Copy the listing below line for line, changing nothing.

## [EXERCISE INPUTS]
▼
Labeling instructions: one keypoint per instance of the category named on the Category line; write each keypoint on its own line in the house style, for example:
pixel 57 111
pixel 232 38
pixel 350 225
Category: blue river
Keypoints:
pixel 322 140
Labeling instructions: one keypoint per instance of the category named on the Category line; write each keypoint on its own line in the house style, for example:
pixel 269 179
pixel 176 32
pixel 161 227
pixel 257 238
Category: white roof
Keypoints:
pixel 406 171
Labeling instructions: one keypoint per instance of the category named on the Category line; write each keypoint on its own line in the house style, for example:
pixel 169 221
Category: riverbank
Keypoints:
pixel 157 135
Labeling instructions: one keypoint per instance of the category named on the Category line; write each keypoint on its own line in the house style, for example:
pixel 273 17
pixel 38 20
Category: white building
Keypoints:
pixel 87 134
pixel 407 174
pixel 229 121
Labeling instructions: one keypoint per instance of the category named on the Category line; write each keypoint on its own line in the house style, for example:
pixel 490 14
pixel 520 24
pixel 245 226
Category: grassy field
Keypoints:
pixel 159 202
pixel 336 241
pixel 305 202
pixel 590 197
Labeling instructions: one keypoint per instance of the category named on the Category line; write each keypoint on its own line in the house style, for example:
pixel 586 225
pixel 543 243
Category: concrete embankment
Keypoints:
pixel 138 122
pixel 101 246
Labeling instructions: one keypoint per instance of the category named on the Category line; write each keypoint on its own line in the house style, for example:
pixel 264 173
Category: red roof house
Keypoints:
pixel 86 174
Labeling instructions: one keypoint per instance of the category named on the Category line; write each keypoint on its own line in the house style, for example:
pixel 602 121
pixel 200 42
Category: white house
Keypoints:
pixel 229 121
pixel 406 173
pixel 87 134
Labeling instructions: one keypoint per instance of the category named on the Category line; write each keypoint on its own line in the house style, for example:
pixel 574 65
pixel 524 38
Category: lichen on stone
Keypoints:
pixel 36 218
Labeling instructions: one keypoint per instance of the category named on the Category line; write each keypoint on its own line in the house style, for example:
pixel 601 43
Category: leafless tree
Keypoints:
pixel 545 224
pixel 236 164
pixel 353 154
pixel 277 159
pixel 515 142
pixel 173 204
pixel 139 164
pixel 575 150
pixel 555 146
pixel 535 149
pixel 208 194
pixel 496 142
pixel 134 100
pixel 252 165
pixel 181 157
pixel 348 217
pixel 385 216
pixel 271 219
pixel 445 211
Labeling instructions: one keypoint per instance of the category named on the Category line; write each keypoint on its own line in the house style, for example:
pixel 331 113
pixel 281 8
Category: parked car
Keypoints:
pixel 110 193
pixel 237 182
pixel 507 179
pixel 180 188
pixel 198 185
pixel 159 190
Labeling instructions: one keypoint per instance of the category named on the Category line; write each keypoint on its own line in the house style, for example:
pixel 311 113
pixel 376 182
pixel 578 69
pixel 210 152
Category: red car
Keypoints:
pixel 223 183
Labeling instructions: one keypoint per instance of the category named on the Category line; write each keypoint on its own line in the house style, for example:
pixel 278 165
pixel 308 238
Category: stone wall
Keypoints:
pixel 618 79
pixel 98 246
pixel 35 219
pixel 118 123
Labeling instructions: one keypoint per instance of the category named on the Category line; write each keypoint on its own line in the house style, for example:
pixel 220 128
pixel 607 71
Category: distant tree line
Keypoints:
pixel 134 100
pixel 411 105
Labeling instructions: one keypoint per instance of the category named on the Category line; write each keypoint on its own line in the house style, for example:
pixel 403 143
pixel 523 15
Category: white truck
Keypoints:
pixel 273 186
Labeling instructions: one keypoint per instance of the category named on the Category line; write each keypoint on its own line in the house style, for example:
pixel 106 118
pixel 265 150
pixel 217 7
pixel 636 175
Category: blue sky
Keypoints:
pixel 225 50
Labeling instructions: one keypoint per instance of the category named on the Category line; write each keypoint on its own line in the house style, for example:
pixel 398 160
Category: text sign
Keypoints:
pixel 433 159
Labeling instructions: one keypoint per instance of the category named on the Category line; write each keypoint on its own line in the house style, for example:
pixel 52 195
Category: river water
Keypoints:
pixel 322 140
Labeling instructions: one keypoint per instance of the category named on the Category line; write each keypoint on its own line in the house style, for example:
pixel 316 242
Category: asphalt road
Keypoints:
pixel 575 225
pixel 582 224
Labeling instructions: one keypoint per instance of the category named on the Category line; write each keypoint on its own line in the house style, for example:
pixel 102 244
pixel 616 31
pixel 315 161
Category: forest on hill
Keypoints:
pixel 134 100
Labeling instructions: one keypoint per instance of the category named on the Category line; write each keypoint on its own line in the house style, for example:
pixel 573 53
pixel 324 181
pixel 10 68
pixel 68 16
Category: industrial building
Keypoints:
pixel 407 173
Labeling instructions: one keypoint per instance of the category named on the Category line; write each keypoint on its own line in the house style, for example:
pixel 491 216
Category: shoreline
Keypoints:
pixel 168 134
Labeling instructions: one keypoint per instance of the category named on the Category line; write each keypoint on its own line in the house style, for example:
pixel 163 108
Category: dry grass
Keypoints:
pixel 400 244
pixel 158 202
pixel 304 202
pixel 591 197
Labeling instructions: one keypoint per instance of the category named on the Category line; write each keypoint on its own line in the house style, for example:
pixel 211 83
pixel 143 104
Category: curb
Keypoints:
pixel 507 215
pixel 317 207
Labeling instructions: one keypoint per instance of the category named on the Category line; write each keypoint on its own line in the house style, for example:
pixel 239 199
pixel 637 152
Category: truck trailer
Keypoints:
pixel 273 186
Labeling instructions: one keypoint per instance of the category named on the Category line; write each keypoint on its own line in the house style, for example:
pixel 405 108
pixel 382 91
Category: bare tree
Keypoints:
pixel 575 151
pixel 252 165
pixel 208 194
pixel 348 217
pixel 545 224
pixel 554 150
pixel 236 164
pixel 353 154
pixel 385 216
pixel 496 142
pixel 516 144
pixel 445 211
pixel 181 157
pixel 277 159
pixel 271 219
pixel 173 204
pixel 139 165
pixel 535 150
▲
## [THE REPLY]
Labeling instructions: one keypoint per instance of the category named on the Category line; write each keypoint on its own line in the house style, for example:
pixel 57 111
pixel 232 38
pixel 350 225
Category: blue river
Keypoints:
pixel 322 140
Labeling instructions: one keypoint per instance of the category named on the Category line; write each keypoint on its own line in the house style, for example:
pixel 269 179
pixel 176 32
pixel 161 227
pixel 257 238
Category: white roof
Keypoints:
pixel 406 171
Labeling instructions: one keypoint per instance of the category named on the Category line; write each keypoint on its own line in the house style, for example:
pixel 169 221
Category: riverbank
Keypoints:
pixel 157 135
Labeling instructions: one keypoint per instance of the category named on the Category line; write each keypoint on its own line in the house style, for example:
pixel 273 17
pixel 38 20
Category: white building
Keypoints:
pixel 87 134
pixel 407 174
pixel 229 121
Labeling instructions: one keypoint per instance of the category named on the Category line; write each keypoint on its own line in the house style, for example:
pixel 490 14
pixel 520 24
pixel 245 226
Category: grassy field
Keypoints:
pixel 159 202
pixel 336 241
pixel 305 202
pixel 590 197
Labeling instructions: one keypoint per instance of the category named on the Category line; write each keypoint on its own line in the house style, for example:
pixel 586 225
pixel 543 243
Category: concrete embankment
Keypoints:
pixel 138 122
pixel 101 246
Labeling instructions: one keypoint per instance of the category named on the Category line; write each keypoint on its own line in the house style, for example:
pixel 264 173
Category: red roof house
Keypoints:
pixel 86 174
Labeling instructions: one keypoint per instance of the category named on the Category line; write each keypoint on its own line in the house style, for example:
pixel 602 121
pixel 200 42
Category: white house
Keypoints:
pixel 229 121
pixel 406 173
pixel 87 134
Labeling instructions: one keypoint per instance of the category named on the Category line; write each keypoint on its own line in the house style, for example:
pixel 574 65
pixel 524 38
Category: lichen on stone
Keypoints:
pixel 36 218
Labeling instructions: one keypoint per instance of the category named on the Category line; write each keypoint on its own line in the house style, for example:
pixel 601 43
Category: leafless tree
Keypoints:
pixel 545 224
pixel 236 164
pixel 353 154
pixel 277 159
pixel 515 142
pixel 173 204
pixel 139 164
pixel 575 150
pixel 555 146
pixel 535 149
pixel 208 194
pixel 496 142
pixel 134 100
pixel 252 165
pixel 181 157
pixel 348 217
pixel 385 216
pixel 271 219
pixel 445 211
Labeling instructions: one keypoint per instance of the category named on the Category line; write each keypoint on its own line in the house style, for example:
pixel 331 113
pixel 281 8
Category: parked car
Keypoints:
pixel 110 193
pixel 237 182
pixel 507 179
pixel 180 188
pixel 198 185
pixel 159 190
Labeling instructions: one keypoint per instance of the category named on the Category line; write each keypoint on its own line in the house style, for example:
pixel 311 113
pixel 376 182
pixel 578 69
pixel 210 152
Category: red car
Keypoints:
pixel 223 183
Labeling instructions: one keypoint per instance of the category named on the Category line; write each keypoint on its own line in the house style, for example:
pixel 278 165
pixel 308 238
Category: stone wall
Keypoints:
pixel 618 79
pixel 98 246
pixel 35 219
pixel 118 123
Labeling instructions: one keypoint per instance of the category named on the Category line; write each keypoint on its own line in the house style, for example:
pixel 220 128
pixel 607 71
Category: distant tree line
Keypoints:
pixel 134 100
pixel 411 105
Labeling instructions: one keypoint per instance of the category named on the Category line; write each keypoint on its own line in the house style, for example:
pixel 403 143
pixel 523 15
Category: white truck
Keypoints:
pixel 273 186
Labeling instructions: one keypoint per instance of the category named on the Category line; write each keypoint on its own line in the house style, for example:
pixel 106 118
pixel 265 150
pixel 217 7
pixel 636 175
Category: blue sky
Keypoints:
pixel 225 50
Labeling instructions: one keypoint per instance of the category named on the Category line; write each keypoint on its own line in the house style, for example:
pixel 398 160
Category: text sign
Keypoints:
pixel 433 159
Labeling instructions: one keypoint per instance of the category named on the Category line; write each keypoint on its own line in the house style, for example:
pixel 52 195
Category: river water
Keypoints:
pixel 322 140
Labeling instructions: one keypoint per instance of the category named on the Category line; write each keypoint on its own line in the house style, for example:
pixel 316 242
Category: asphalt road
Keypoints:
pixel 575 225
pixel 582 224
Labeling instructions: one keypoint per instance of the category named on the Category line; write each keypoint on its own line in the house style, for example:
pixel 102 244
pixel 616 31
pixel 315 161
Category: forest on hill
Keypoints:
pixel 134 100
Labeling instructions: one keypoint per instance of the category named on the Category line; write each keypoint on its own line in the house style, for example:
pixel 573 53
pixel 324 181
pixel 10 68
pixel 68 16
Category: industrial building
Keypoints:
pixel 407 173
Labeling instructions: one keypoint per instance of the category named on the Category line; write each keypoint on its own line in the house style, for example:
pixel 491 216
Category: shoreline
Keypoints:
pixel 168 134
Labeling instructions: one keypoint per instance of the category named on the Category line; write each keypoint on its own line in the house style, for example:
pixel 163 108
Category: dry grass
Keypoints:
pixel 400 244
pixel 158 202
pixel 304 202
pixel 591 197
Labeling instructions: one keypoint per instance of the category named on the Category line; write each keypoint on its own line in the house style, for example:
pixel 211 83
pixel 143 104
Category: curb
Keypoints:
pixel 507 215
pixel 317 207
Labeling instructions: one keypoint per instance of the category named on the Category line; write each keypoint on its own line in the house style, for example:
pixel 239 199
pixel 637 152
Category: truck trailer
Keypoints:
pixel 273 186
Labeling instructions: one keypoint per instance of the category named on the Category line; write each keypoint on its own line in the house style, for example:
pixel 405 108
pixel 382 91
Category: bare tree
Keypoints:
pixel 575 151
pixel 252 165
pixel 208 194
pixel 348 217
pixel 545 224
pixel 554 150
pixel 236 164
pixel 353 154
pixel 385 216
pixel 496 142
pixel 516 144
pixel 445 211
pixel 181 157
pixel 277 159
pixel 271 219
pixel 173 204
pixel 139 165
pixel 535 150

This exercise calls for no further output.